» Given records
* * * * *
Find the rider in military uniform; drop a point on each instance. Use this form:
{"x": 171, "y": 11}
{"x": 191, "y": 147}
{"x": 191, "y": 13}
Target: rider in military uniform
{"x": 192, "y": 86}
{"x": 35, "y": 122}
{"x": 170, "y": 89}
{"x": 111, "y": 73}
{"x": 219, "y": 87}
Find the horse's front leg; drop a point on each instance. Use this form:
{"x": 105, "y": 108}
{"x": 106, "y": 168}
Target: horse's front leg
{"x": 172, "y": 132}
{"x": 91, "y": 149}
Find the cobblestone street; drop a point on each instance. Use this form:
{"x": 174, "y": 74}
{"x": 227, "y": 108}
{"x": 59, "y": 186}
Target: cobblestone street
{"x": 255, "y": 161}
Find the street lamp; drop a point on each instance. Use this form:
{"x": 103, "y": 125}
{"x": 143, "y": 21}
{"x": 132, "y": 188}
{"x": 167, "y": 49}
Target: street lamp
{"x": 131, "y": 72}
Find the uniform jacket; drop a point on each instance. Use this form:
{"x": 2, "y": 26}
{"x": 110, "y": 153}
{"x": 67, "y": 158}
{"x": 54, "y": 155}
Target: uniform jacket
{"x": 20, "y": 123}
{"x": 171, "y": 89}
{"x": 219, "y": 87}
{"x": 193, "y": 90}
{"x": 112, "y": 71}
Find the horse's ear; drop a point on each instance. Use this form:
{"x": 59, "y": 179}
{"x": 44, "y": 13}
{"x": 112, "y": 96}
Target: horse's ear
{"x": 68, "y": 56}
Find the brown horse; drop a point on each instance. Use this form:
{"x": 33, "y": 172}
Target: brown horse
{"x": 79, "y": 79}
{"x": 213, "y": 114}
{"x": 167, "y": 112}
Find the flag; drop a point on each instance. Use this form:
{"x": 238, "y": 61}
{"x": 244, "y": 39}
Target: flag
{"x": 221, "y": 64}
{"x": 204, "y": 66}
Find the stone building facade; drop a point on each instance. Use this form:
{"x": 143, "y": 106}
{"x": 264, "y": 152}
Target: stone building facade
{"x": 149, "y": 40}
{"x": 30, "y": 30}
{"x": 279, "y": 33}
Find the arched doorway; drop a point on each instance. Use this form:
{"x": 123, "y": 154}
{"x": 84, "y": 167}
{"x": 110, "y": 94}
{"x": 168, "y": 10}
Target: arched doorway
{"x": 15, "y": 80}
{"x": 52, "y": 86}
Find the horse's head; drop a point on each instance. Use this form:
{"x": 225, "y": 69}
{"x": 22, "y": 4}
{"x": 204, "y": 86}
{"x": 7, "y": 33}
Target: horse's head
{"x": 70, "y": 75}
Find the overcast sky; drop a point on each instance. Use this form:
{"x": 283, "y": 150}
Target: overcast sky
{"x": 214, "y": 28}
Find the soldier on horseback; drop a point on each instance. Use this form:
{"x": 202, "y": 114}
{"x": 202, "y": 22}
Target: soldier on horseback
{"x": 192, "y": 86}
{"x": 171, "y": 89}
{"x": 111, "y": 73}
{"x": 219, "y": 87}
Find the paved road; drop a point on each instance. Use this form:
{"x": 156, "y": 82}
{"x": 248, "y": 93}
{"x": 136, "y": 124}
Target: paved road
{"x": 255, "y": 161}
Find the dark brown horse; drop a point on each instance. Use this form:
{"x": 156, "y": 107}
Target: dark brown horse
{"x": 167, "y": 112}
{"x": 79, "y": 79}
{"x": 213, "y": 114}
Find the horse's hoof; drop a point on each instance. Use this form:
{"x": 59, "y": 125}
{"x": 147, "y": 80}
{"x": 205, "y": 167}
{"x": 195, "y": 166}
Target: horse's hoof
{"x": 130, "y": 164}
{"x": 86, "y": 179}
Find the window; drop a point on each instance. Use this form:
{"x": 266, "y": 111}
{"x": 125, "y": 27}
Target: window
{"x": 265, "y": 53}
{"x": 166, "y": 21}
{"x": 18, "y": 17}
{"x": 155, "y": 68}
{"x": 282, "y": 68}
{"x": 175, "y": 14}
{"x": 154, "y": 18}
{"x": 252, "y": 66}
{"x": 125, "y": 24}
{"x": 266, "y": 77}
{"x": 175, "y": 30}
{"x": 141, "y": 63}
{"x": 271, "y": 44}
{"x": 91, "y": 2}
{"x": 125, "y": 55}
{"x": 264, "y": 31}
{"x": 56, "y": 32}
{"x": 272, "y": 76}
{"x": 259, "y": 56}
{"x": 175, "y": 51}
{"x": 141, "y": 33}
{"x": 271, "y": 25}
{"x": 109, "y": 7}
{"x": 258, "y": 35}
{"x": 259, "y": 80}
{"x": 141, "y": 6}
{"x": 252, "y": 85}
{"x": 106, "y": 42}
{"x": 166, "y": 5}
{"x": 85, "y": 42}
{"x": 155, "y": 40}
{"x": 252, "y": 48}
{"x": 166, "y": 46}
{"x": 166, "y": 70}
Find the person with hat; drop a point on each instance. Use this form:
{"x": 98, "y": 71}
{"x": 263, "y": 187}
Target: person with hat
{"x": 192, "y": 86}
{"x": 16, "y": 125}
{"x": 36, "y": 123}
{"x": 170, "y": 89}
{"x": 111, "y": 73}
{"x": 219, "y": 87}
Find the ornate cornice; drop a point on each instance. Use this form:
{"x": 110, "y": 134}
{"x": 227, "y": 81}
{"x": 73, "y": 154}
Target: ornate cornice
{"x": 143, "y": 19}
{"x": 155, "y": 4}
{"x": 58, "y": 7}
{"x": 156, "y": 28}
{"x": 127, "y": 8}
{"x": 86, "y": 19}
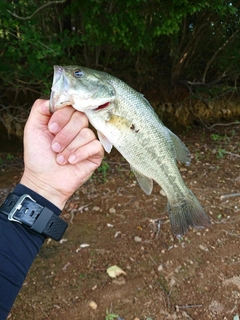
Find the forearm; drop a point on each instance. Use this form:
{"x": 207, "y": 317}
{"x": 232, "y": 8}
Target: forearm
{"x": 18, "y": 249}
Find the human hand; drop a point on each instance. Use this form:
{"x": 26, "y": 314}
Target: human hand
{"x": 60, "y": 152}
* * * * *
» Assignment
An exact transcription of the material is required, without any pictures.

» Result for this task
Find the rider in military uniform; drop a point on each instance. Use this form:
{"x": 171, "y": 11}
{"x": 191, "y": 147}
{"x": 191, "y": 13}
Target: rider in military uniform
{"x": 192, "y": 86}
{"x": 35, "y": 122}
{"x": 170, "y": 89}
{"x": 111, "y": 73}
{"x": 219, "y": 87}
Find the horse's front leg; drop a point on each instance. Use this form:
{"x": 105, "y": 108}
{"x": 106, "y": 168}
Target: horse's front leg
{"x": 172, "y": 132}
{"x": 91, "y": 149}
Find the cobblestone street; drop a point on each instance. Use this form:
{"x": 174, "y": 74}
{"x": 227, "y": 108}
{"x": 59, "y": 186}
Target: cobblestone street
{"x": 255, "y": 161}
Find the street lamp; drop a point on each instance. Use this form:
{"x": 103, "y": 125}
{"x": 143, "y": 21}
{"x": 132, "y": 188}
{"x": 167, "y": 49}
Target: street lamp
{"x": 131, "y": 72}
Find the uniform jacket; drop a point on each instance. Use this form:
{"x": 2, "y": 26}
{"x": 110, "y": 153}
{"x": 67, "y": 158}
{"x": 54, "y": 155}
Target: uniform jacket
{"x": 20, "y": 123}
{"x": 171, "y": 89}
{"x": 219, "y": 87}
{"x": 193, "y": 90}
{"x": 112, "y": 71}
Find the horse's ear; drop a point on each instance. Use this form:
{"x": 59, "y": 179}
{"x": 44, "y": 13}
{"x": 112, "y": 96}
Target: horse's ear
{"x": 68, "y": 56}
Find the brown horse; drop a point on each instance. Use this form:
{"x": 33, "y": 172}
Target: brown horse
{"x": 79, "y": 79}
{"x": 213, "y": 114}
{"x": 167, "y": 112}
Find the flag; drop a point on each instance. Use this form:
{"x": 238, "y": 61}
{"x": 244, "y": 39}
Target: flag
{"x": 221, "y": 64}
{"x": 204, "y": 66}
Find the stone building facade; drop a point on each instance. Use this form:
{"x": 143, "y": 106}
{"x": 264, "y": 152}
Target: stone building facade
{"x": 149, "y": 40}
{"x": 30, "y": 30}
{"x": 279, "y": 33}
Find the arched doorway; drop a point on each instance. Use this form:
{"x": 123, "y": 154}
{"x": 84, "y": 167}
{"x": 110, "y": 94}
{"x": 168, "y": 10}
Target: arched doorway
{"x": 15, "y": 80}
{"x": 52, "y": 86}
Find the horse's head; drop a point on each instance. Use this form:
{"x": 225, "y": 69}
{"x": 22, "y": 4}
{"x": 204, "y": 86}
{"x": 7, "y": 33}
Target: horse's head
{"x": 70, "y": 75}
Find the overcast sky; drop a point on each instance. Use this form:
{"x": 283, "y": 150}
Target: overcast sky
{"x": 214, "y": 28}
Find the soldier on horseback; drop a point on each instance. Use this form:
{"x": 202, "y": 114}
{"x": 202, "y": 22}
Target: soldier on horseback
{"x": 192, "y": 86}
{"x": 171, "y": 89}
{"x": 111, "y": 73}
{"x": 219, "y": 87}
Find the paved road; drop a point on each instance. Use this form:
{"x": 156, "y": 82}
{"x": 248, "y": 93}
{"x": 136, "y": 124}
Target: paved road
{"x": 255, "y": 161}
Find the dark brown horse; drop a point on each instance. Use this form:
{"x": 156, "y": 107}
Target: dark brown horse
{"x": 167, "y": 112}
{"x": 79, "y": 79}
{"x": 213, "y": 114}
Find the horse's hoof; drop a point on each instance. Use this form:
{"x": 59, "y": 125}
{"x": 147, "y": 80}
{"x": 205, "y": 167}
{"x": 195, "y": 166}
Target: horse's hoof
{"x": 130, "y": 164}
{"x": 86, "y": 179}
Find the window; drop a point on each instance. Use this form:
{"x": 266, "y": 111}
{"x": 125, "y": 27}
Target: window
{"x": 265, "y": 53}
{"x": 166, "y": 21}
{"x": 18, "y": 17}
{"x": 155, "y": 68}
{"x": 282, "y": 68}
{"x": 175, "y": 14}
{"x": 154, "y": 18}
{"x": 252, "y": 66}
{"x": 125, "y": 24}
{"x": 266, "y": 77}
{"x": 175, "y": 30}
{"x": 141, "y": 63}
{"x": 271, "y": 44}
{"x": 91, "y": 2}
{"x": 125, "y": 55}
{"x": 264, "y": 31}
{"x": 56, "y": 32}
{"x": 272, "y": 76}
{"x": 259, "y": 56}
{"x": 175, "y": 51}
{"x": 141, "y": 33}
{"x": 271, "y": 25}
{"x": 109, "y": 7}
{"x": 258, "y": 35}
{"x": 259, "y": 80}
{"x": 141, "y": 6}
{"x": 252, "y": 85}
{"x": 106, "y": 42}
{"x": 166, "y": 5}
{"x": 85, "y": 42}
{"x": 155, "y": 40}
{"x": 252, "y": 48}
{"x": 166, "y": 46}
{"x": 166, "y": 70}
Find the person with hat; drop a point on each instance. Use this form:
{"x": 98, "y": 71}
{"x": 263, "y": 187}
Target: person with hat
{"x": 192, "y": 86}
{"x": 16, "y": 125}
{"x": 36, "y": 123}
{"x": 170, "y": 89}
{"x": 111, "y": 73}
{"x": 219, "y": 87}
Find the ornate cornice; drop a point on each instance. Use this form:
{"x": 110, "y": 134}
{"x": 227, "y": 81}
{"x": 73, "y": 154}
Target: ornate cornice
{"x": 143, "y": 19}
{"x": 155, "y": 4}
{"x": 58, "y": 7}
{"x": 156, "y": 28}
{"x": 127, "y": 8}
{"x": 86, "y": 19}
Find the forearm; drop a point on each instance. Use this form:
{"x": 207, "y": 317}
{"x": 232, "y": 8}
Target: forearm
{"x": 18, "y": 249}
Find the human hand; drop a point on each instance. Use this form:
{"x": 26, "y": 314}
Target: human hand
{"x": 60, "y": 152}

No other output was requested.